Records for processing:
==================================================
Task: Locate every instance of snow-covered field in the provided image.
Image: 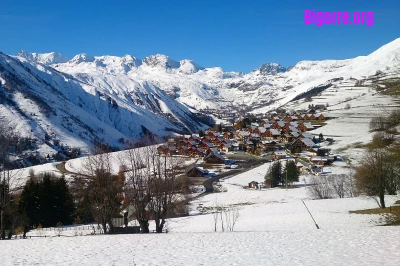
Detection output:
[0,161,400,265]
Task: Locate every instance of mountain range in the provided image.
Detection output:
[0,38,400,159]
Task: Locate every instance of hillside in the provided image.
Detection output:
[0,39,400,163]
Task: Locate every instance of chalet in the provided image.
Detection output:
[292,138,315,152]
[157,145,168,154]
[298,132,314,139]
[271,116,281,122]
[315,114,325,120]
[261,140,278,151]
[186,165,208,177]
[260,119,269,127]
[207,131,217,139]
[272,151,287,160]
[238,131,250,140]
[264,123,272,129]
[267,129,281,139]
[191,148,204,157]
[249,181,259,189]
[218,143,232,152]
[189,135,200,142]
[164,146,178,155]
[201,136,211,142]
[224,132,231,139]
[249,133,261,140]
[204,152,224,164]
[178,146,189,155]
[281,133,296,143]
[310,156,328,166]
[314,104,326,110]
[271,121,285,129]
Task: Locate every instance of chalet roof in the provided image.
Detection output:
[290,131,300,138]
[192,134,200,140]
[300,138,315,147]
[276,121,285,127]
[258,127,267,134]
[270,129,281,136]
[311,156,328,162]
[264,123,271,128]
[204,151,224,160]
[304,122,314,129]
[273,151,287,156]
[301,132,314,140]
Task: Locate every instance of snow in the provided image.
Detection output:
[0,228,400,265]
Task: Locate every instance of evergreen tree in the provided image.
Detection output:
[19,173,75,227]
[264,161,283,187]
[283,161,300,184]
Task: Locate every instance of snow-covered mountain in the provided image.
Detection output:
[0,38,400,158]
[20,38,400,113]
[0,53,204,160]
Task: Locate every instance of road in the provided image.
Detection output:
[202,159,268,193]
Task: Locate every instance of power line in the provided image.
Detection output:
[301,200,319,229]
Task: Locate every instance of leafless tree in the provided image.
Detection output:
[308,176,332,199]
[77,153,125,233]
[355,147,400,208]
[0,120,20,239]
[121,146,186,233]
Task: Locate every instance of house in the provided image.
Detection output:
[260,119,269,127]
[204,153,225,164]
[157,145,168,154]
[186,165,208,177]
[249,181,259,189]
[292,138,315,152]
[178,146,189,155]
[267,129,281,139]
[272,151,287,160]
[191,148,204,157]
[310,156,328,166]
[315,114,325,120]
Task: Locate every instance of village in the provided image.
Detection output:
[157,110,340,184]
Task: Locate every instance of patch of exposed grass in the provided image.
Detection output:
[350,205,400,225]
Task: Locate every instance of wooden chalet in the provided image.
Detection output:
[204,153,225,164]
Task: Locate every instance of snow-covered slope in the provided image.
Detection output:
[0,38,400,158]
[0,51,204,158]
[24,38,400,112]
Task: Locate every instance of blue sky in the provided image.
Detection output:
[0,0,400,72]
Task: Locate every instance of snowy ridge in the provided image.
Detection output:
[0,51,204,154]
[43,39,400,112]
[0,38,400,156]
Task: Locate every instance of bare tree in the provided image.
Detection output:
[308,176,332,199]
[355,147,400,208]
[0,120,20,239]
[121,146,186,233]
[78,153,125,233]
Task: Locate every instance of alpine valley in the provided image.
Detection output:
[0,38,400,162]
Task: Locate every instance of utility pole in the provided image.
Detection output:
[285,158,288,191]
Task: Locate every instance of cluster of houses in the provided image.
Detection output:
[157,114,325,163]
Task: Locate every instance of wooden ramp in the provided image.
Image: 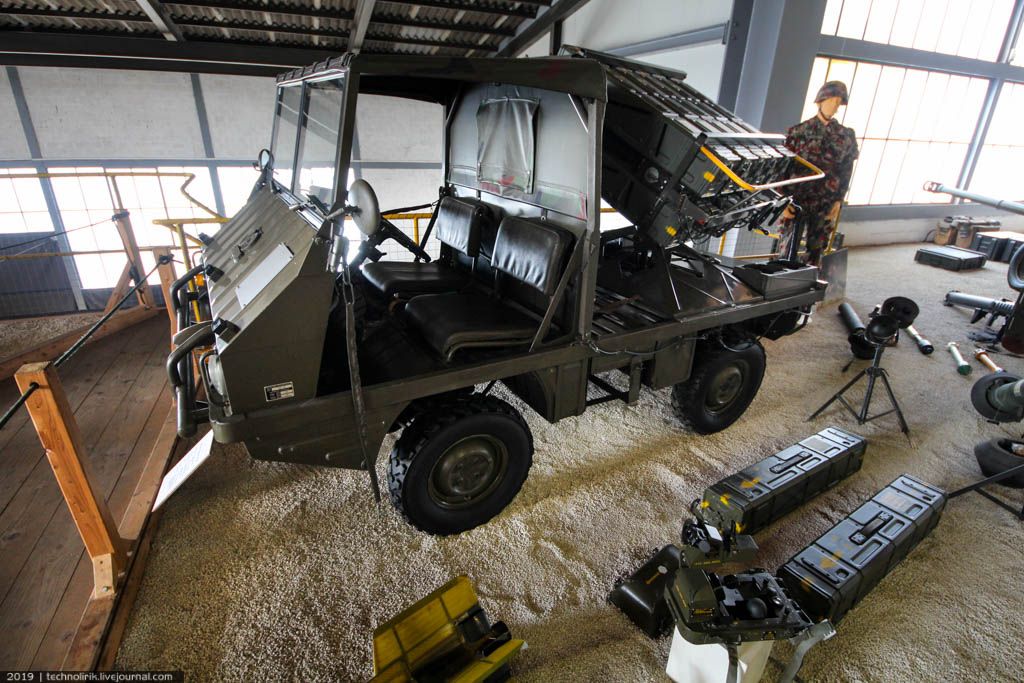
==================================================
Problem requirements: Render every item above as a numbered list of its lines, omitting blank lines and leaving the pictures out.

Exercise response:
1. Task: Locate every instance of snow-covered field in the provided image.
2. Image: 
3. Detection output:
4. [0,161,400,265]
5. Task: Locate every instance of mountain range in the provided image.
6. Detection output:
7. [0,38,400,159]
8. Task: Locate every instance of hillside in the provided image.
9. Detection output:
10. [0,39,400,163]
11. Task: Locate every instance of chalet in the provided image.
12. Detection output:
13. [292,138,315,152]
14. [157,145,168,154]
15. [298,132,314,139]
16. [271,116,281,122]
17. [315,114,325,120]
18. [261,140,278,151]
19. [186,165,208,177]
20. [260,119,269,127]
21. [207,131,217,139]
22. [272,151,287,160]
23. [238,131,250,140]
24. [264,123,272,129]
25. [267,129,281,139]
26. [191,148,204,157]
27. [249,181,259,189]
28. [218,143,232,152]
29. [189,135,200,142]
30. [164,146,178,155]
31. [201,136,211,142]
32. [224,132,231,139]
33. [249,133,261,140]
34. [204,152,224,164]
35. [178,146,189,155]
36. [281,133,296,143]
37. [310,156,328,166]
38. [314,104,326,110]
39. [271,121,285,129]
40. Task: Locate every instance of chalet roof in the provided image.
41. Detection output:
42. [290,131,300,138]
43. [192,134,200,140]
44. [300,138,315,147]
45. [276,121,285,127]
46. [258,127,267,134]
47. [270,129,281,136]
48. [311,156,328,162]
49. [264,123,271,128]
50. [204,151,224,160]
51. [304,122,314,129]
52. [273,151,287,156]
53. [301,132,314,140]
54. Task: Locate every instance of snow in the provided image.
55. Detection output:
56. [0,228,400,265]
57. Task: Locate every instance of evergreen tree in the provided image.
58. Detection output:
59. [19,173,75,227]
60. [264,161,283,187]
61. [283,161,300,184]
62. Task: Locate every instance of snow-covered mountain in the provided image.
63. Detection output:
64. [0,38,400,158]
65. [20,38,400,113]
66. [0,53,204,160]
67. Task: Locate every instance of road in the provided image.
68. Detection output:
69. [202,159,268,193]
70. Task: Locate every instance of power line in the provided image.
71. Detection output:
72. [301,200,319,229]
73. Task: Locate every instance of leafless tree in the provided image.
74. Detection output:
75. [308,176,332,199]
76. [77,153,125,233]
77. [355,147,400,208]
78. [0,120,20,239]
79. [121,146,186,233]
80. Task: Locate every instance of house in the provided image.
81. Detection output:
82. [260,119,269,127]
83. [204,153,225,164]
84. [157,145,168,154]
85. [186,165,208,177]
86. [249,181,259,189]
87. [292,138,315,152]
88. [178,146,189,155]
89. [267,129,281,139]
90. [272,151,287,160]
91. [191,148,204,157]
92. [310,156,328,166]
93. [315,114,325,120]
94. Task: Locate every instance of village in the provided image.
95. Detection output:
96. [157,110,340,184]
97. Task: Locate every instance of patch of exposed grass in the provided image.
98. Detection output:
99. [350,205,400,225]
100. Task: Locate every instance of wooden chalet in the provided image.
101. Detection output:
102. [204,153,225,164]
103. Task: Locate every instance of snow-covered slope in the provided image.
104. Detection output:
105. [0,38,400,158]
106. [0,51,204,158]
107. [24,38,400,112]
108. Task: Locate every instance of blue sky in the provided image.
109. Detection output:
110. [0,0,400,72]
111. Task: Locate every instance of snowy ridge in the provided image.
112. Detection output:
113. [0,51,204,154]
114. [43,39,400,112]
115. [0,38,400,156]
116. Task: Locate every instance of bare tree in the provided image.
117. Detection output:
118. [308,176,332,199]
119. [355,147,400,208]
120. [0,120,20,239]
121. [121,146,186,233]
122. [78,153,125,233]
123. Task: Locate every instance of alpine valley in the provided image.
124. Detection output:
125. [0,38,400,162]
126. Task: Locate every instance of utility pole in the provided image.
127. Detection output:
128. [285,158,288,191]
129. Task: Locate every instance of cluster of houses in the provided image.
130. Detection output:
131. [157,114,325,163]
132. Task: Locate every instance of wooden ramp in the provided image.
133. Image: 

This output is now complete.